• What you need to do:
[A] Write out the board game review word for word, between "Imperial Settlers Empires of the North is a" and "Let’s find out!", inclusive.
[B] Answer these from the board game review:
(i) Who designed the game?
(ii) How many playable clans does the game include in total?
(iii) How many cards does each player draw during the Lookout phase?

───── Text shown

Imperial Settlers Empires of the North is a brand new game, featuring hand management and city building, from Portal Games. Not to be confused as an expansion for Imperial Settlers this is a standalone game which features similarities but not the exact same gameplay. Designed by Joanna Kijanka and Ignacy Trzewiczek, the game sees 1 – 4 players spend around an hour slowly growing fields, their empire and sailing to islands. However, featuring Scotsmen, Inuits and Vikings does the game manage to do something better? Let’s find out!
To setup the game players first take the score tracker, expedition board and action tiles from the box. Placing them at the center of the table, the five action tiles sections are randomly put together to form a circle – the side upwards depending on if you are playing solo or not. The way the box is designed the component tray is simply lifted out and put within reach. While there are three civilizations each comes with two unique decks, totalling 6 playable clans. Each player takes their own unique deck. Three cards in each deck have a lighter backing indicating them as the starting or basic fields. Players gain the resources indicated on them, as they do when any field is built. Players shuffle their deck, draw 5 cards and choose 3 to keep. Finally, everyone takes the boats for their clan, returning unused faction components to the box.
Imperial Settlers Empires of the North is played in rounds. Each round has the same 4 stages. At the start of a round is the Lookout phase. This sees every player draw 4 cards from their deck, spending a worker per card kept. Note, whenever a worker is spent it is placed on a clan tile and is returned to the player before the start of the next round. Purchased cards go into the player’s hand, with the rest discarded into a personal discard pile.
Next up is the Action phase. This is the bulk of the game, seeing each player taking an action at a time until they pass. At this point, as an action, players can build a card from their hand if there is a resource cost in the top left. Resources (apples, stone, wood, fish and sheep) are returned to the general pool when spent unlike workers. Instead a player could choose to activate one of the cards in their empire that has an Action written on it. These range from spending resources to gain victory points to spending workers to unexhaust other action cards. Commonly underused is the ability to spend Raze tokens to raid an opponent. This exhausts one of their action cards – ideal for disrupting well made point engine empire.

──────────
───── Entries

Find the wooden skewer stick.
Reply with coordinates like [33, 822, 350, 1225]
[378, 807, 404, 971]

──────────
───── Entries

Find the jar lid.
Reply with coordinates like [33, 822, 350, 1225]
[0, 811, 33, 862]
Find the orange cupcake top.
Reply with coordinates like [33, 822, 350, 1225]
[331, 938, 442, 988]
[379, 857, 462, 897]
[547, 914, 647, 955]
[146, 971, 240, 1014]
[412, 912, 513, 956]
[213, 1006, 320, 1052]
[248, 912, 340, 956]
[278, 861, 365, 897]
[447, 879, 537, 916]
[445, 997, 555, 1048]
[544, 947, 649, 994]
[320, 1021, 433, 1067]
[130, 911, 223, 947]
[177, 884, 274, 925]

──────────

• Answer set:
[A]
Imperial Settlers Empires of the North is a brand new game, featuring hand management and city building, from Portal Games. Not to be confused as an expansion for Imperial Settlers this is a standalone game which features similarities but not the exact same gameplay. Designed by Joanna Kijanka and Ignacy Trzewiczek, the game sees 1 – 4 players spend around an hour slowly growing fields, their empire and sailing to islands. However, featuring Scotsmen, Inuits and Vikings does the game manage to do something better? Let’s find out!

[B]
(i) Joanna Kijanka and Ignacy Trzewiczek
(ii) 6
(iii) 4